(HOW TO COMPLETE THIS TASK) Would you reproduce every record exactly, leaving out the pictures?

********************

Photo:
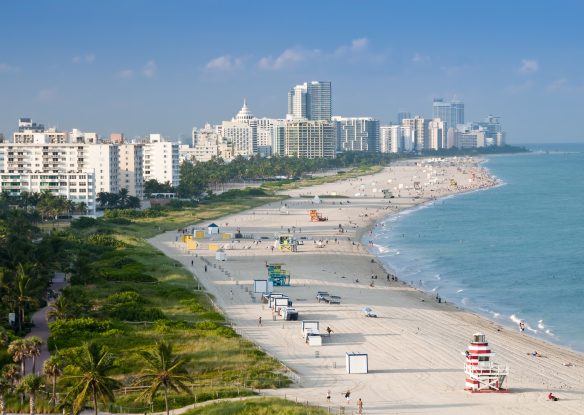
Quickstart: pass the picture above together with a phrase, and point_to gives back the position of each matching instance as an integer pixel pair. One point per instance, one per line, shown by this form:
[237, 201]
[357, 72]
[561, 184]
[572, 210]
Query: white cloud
[125, 74]
[47, 94]
[419, 58]
[149, 70]
[528, 66]
[287, 58]
[360, 43]
[224, 63]
[520, 88]
[557, 85]
[357, 45]
[6, 68]
[89, 58]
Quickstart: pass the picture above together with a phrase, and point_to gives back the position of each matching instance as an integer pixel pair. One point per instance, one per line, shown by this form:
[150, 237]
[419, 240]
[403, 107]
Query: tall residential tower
[311, 101]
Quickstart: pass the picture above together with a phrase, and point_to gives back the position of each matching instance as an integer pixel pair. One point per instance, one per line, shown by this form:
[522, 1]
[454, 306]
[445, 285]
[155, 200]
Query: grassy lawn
[259, 406]
[133, 295]
[297, 184]
[149, 227]
[222, 363]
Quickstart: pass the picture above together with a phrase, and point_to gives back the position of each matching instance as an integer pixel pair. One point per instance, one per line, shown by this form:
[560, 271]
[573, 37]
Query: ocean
[510, 253]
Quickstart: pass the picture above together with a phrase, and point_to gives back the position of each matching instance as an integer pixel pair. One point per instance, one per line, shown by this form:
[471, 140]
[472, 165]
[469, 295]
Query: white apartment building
[391, 138]
[437, 134]
[268, 131]
[207, 143]
[130, 172]
[241, 132]
[466, 138]
[103, 159]
[76, 171]
[77, 187]
[357, 133]
[416, 130]
[48, 136]
[310, 139]
[161, 160]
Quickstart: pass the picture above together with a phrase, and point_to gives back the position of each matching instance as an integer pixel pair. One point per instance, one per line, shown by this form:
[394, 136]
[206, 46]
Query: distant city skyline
[142, 67]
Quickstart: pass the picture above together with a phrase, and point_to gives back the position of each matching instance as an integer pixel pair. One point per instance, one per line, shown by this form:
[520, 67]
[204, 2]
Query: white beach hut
[213, 229]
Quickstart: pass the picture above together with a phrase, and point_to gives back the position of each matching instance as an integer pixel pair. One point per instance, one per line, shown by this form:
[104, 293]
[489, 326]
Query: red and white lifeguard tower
[482, 374]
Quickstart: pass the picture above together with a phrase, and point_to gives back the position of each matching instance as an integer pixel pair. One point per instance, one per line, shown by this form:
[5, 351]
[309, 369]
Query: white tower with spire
[241, 132]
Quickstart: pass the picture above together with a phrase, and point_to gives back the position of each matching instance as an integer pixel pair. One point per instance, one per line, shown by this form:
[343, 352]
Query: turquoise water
[511, 253]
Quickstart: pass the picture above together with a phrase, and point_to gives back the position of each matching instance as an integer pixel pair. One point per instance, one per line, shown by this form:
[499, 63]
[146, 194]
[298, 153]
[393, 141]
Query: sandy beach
[415, 346]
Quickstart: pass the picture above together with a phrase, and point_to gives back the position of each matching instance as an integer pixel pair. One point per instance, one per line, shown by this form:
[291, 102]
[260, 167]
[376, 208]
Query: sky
[142, 67]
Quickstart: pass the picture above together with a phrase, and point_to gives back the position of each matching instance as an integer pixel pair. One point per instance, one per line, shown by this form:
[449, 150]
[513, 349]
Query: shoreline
[414, 340]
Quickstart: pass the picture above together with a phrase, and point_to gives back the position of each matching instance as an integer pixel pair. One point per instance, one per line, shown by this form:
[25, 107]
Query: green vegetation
[120, 200]
[257, 406]
[132, 332]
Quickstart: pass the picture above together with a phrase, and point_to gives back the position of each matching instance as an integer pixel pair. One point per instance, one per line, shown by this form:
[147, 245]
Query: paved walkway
[41, 325]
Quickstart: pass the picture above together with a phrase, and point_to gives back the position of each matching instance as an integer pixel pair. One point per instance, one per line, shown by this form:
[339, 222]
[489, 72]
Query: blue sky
[166, 66]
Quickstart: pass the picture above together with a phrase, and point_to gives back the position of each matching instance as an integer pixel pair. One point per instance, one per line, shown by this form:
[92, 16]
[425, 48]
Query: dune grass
[259, 406]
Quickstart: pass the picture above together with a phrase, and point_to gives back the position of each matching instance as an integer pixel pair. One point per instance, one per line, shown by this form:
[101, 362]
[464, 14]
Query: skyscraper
[357, 133]
[451, 112]
[311, 101]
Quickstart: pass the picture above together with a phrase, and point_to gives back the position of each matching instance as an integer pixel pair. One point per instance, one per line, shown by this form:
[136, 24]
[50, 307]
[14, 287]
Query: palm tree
[5, 388]
[60, 309]
[31, 384]
[163, 370]
[52, 368]
[33, 349]
[23, 284]
[11, 373]
[123, 198]
[94, 362]
[18, 349]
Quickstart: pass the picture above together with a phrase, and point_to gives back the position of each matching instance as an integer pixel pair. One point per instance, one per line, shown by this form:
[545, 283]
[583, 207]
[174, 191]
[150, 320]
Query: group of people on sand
[347, 396]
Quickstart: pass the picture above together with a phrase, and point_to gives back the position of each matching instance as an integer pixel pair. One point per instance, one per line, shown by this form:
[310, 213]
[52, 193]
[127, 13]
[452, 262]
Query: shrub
[105, 240]
[120, 221]
[68, 333]
[83, 222]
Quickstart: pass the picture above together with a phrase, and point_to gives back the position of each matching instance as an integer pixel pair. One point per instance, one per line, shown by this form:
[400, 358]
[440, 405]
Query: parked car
[332, 299]
[368, 312]
[320, 295]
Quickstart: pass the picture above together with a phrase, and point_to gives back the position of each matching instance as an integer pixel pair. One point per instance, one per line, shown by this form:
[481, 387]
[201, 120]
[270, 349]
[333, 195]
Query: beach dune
[415, 346]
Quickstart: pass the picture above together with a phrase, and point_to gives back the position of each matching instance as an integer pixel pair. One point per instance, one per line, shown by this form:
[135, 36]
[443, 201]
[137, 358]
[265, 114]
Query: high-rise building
[391, 138]
[437, 134]
[357, 133]
[311, 101]
[415, 133]
[494, 134]
[131, 168]
[25, 124]
[451, 112]
[241, 132]
[402, 115]
[161, 161]
[310, 139]
[267, 128]
[103, 159]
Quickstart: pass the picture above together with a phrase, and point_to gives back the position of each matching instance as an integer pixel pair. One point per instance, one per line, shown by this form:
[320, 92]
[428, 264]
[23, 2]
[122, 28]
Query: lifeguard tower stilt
[482, 374]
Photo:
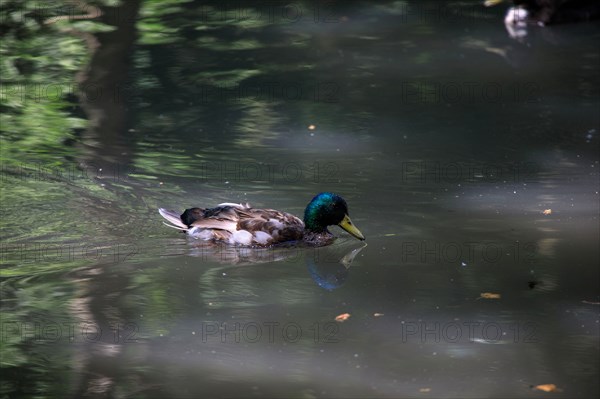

********************

(ANSWER FOR THIS EXERCISE)
Photo:
Quickstart: pass the picture above together with a phrase, and point_to gives back the position of each matching instance as an integer pixel pair. One point per instance, one per line, shown by this form:
[237, 201]
[357, 72]
[561, 184]
[572, 210]
Query: white cloud
[125, 74]
[47, 94]
[419, 58]
[149, 70]
[528, 66]
[287, 58]
[360, 43]
[224, 63]
[520, 88]
[557, 85]
[357, 45]
[6, 68]
[89, 58]
Quickstart: pass the picture above together with a phrase, and point_to gives back the position of each matching instance as an integer pixel pair. One point per instance, one per line, shown by this form:
[150, 237]
[419, 240]
[403, 107]
Query: tall residential tower
[311, 101]
Quickstart: pass the picture above together with a phrase, and point_to gives back the position of each matching instance as an integer pixel pair. One point per instance, one per line, shown by this form:
[522, 1]
[454, 306]
[445, 285]
[155, 200]
Query: grassy lawn
[259, 406]
[133, 295]
[297, 184]
[149, 227]
[222, 363]
Quickstart: pass the picture above together with a phrase, and point_to gives back the position of each matching instance as an integer pixel pair. One point per instance, one per line, shown by this form:
[560, 271]
[573, 37]
Query: ocean
[510, 253]
Quickstart: pass the picture above together with a phrase, and point_to gives back the position of each matching instance as an integer pixel pair. One point per instance, one per line, shown by this form:
[471, 140]
[472, 165]
[469, 295]
Query: white apartment building
[391, 138]
[437, 134]
[268, 131]
[207, 143]
[130, 172]
[241, 132]
[466, 138]
[103, 159]
[76, 171]
[77, 187]
[357, 133]
[416, 130]
[48, 136]
[310, 139]
[161, 160]
Quickstart: pass the picture above together with a phrase, and point_to gives back the position of each matching instance as an integer pixel pair. One point per instance, one per line, shown by this form:
[394, 136]
[206, 46]
Query: distant city skyline
[142, 67]
Quickstart: pass the picture above together with a phrase, and point_to gives back the position of each matching instance as an integer pixel pair. One point per instance, one per line, shown by this form:
[520, 67]
[204, 2]
Query: white beach hut
[213, 229]
Quickstart: pass the picture above together with a phrase, and point_to gives back the position of each matching instance as an integer pixel pair. One point per instance, one per line, shown by this form:
[104, 293]
[489, 326]
Query: red and white lifeguard tower
[482, 374]
Quickstart: pass the picture above together with a phrase, and point_to gives back the position of each matching instance as an integer pixel pair. One point per instance, one per line, shown by this form:
[5, 351]
[309, 369]
Query: white tower with spire
[241, 132]
Quickstart: pass the picture above together with a phrase, and point_to gives back the position of each matching instance as an integer pixel pair. One point per instance, one per line, shown by this form:
[343, 352]
Query: turquoise water
[511, 253]
Quickstart: pass the picture above together with a phrase, and point_to gives back the position of each matching instance as an integer pixel pair. One point per instance, one per line, shown by this form:
[499, 63]
[146, 194]
[298, 153]
[393, 141]
Query: sandy beach
[415, 346]
Quickstart: pass the picture above together with a phrase, and point_to gives back the position of each matching instance as an integer pixel pair. One point per instance, one per line, shown by this form:
[291, 102]
[260, 167]
[376, 208]
Query: sky
[142, 67]
Quickstart: pass the picture above together with a phrase, and point_to gives back the position of each matching instance as an integer pixel pair. One point per instance, one per line, shown by this form:
[449, 150]
[513, 349]
Query: shoreline
[414, 340]
Quickstart: pass the picture above together with a phrase, and point_to gives back the position of each matching instance as an integer pixel pair. One point per instance, one per line, shown by this form:
[25, 107]
Query: green vegetation
[120, 200]
[257, 406]
[132, 332]
Quickstart: pass the picture above together with a phrase, and point_to gives back the position of each matching instance as an integer pixel pair. One point per instance, one per line, shown by this form:
[147, 245]
Query: paved walkway
[41, 325]
Quickstart: pass the picture above together with a phrase, and point_to gives back the position of each matching instance as an integer pixel pair. One point per instance, one per line, shown by this form:
[339, 222]
[489, 72]
Query: blue sky
[166, 66]
Quickstart: pass the picture above together with a phrase, and point_to gives back the position of each matching instance as an integer pixel pair. One point per instance, one per line, shown by this form:
[92, 16]
[425, 48]
Query: dune grass
[259, 406]
Quickstart: pass the picture above together with a phrase, and point_to gives back the position of each matching instance as an integer pixel pair. One point per instance, one per line, shown by this form:
[101, 362]
[464, 14]
Query: skyscraper
[357, 133]
[451, 112]
[311, 101]
Quickstart: pass the picture above together with a phrase, and point_to gives back the position of each matching instance as an integer pixel pair. One point per instance, one per line, shown by this form:
[136, 24]
[50, 307]
[14, 287]
Query: palm tree
[5, 388]
[60, 309]
[31, 384]
[163, 370]
[52, 368]
[33, 349]
[23, 284]
[11, 373]
[123, 198]
[94, 362]
[18, 349]
Quickstart: pass the picture above together with a phrase, and point_to gives back the position of each matching instance as an integer pixel pair. One point per instance, one per line, shown by this form:
[545, 283]
[583, 207]
[174, 191]
[150, 320]
Query: group of people on sand
[347, 396]
Quickstart: pass the picture above together with a phrase, and point_to gives back the position of each matching instance as an integer pixel pair. One point per instance, one per line, shown by this form:
[310, 213]
[52, 193]
[127, 13]
[452, 262]
Query: shrub
[105, 240]
[120, 221]
[68, 333]
[83, 222]
Quickstart: pass the picture above together with a phrase, and point_to gives back the position of each matching instance as an integer pixel pair. One point per instance, one per line, shown by this form:
[400, 358]
[440, 405]
Query: parked car
[332, 299]
[368, 312]
[320, 295]
Quickstart: pass the picture above together with a phrase, and point_to gives back the position of each matching instance as an integer pixel pair. One point per instance, one per line, shown by this form:
[481, 387]
[201, 120]
[270, 349]
[333, 195]
Query: beach dune
[415, 346]
Quickstart: pass the picture above together with a phrase, and point_to gives back the position of each matching instance as an integer pixel pair. One point per instance, one per line, shown by this form:
[135, 36]
[443, 201]
[137, 358]
[265, 114]
Query: high-rise building
[391, 138]
[437, 134]
[357, 133]
[311, 101]
[415, 133]
[494, 134]
[131, 168]
[25, 124]
[451, 112]
[241, 132]
[402, 115]
[161, 161]
[310, 139]
[267, 128]
[103, 159]
Quickstart: pass the picture above together with a phrase, and point_to gives back the position of each matching instance as an integer pixel pair. One point per instance, one per line, shown by this form:
[320, 92]
[428, 264]
[23, 2]
[122, 28]
Query: lifeguard tower stilt
[482, 374]
Photo:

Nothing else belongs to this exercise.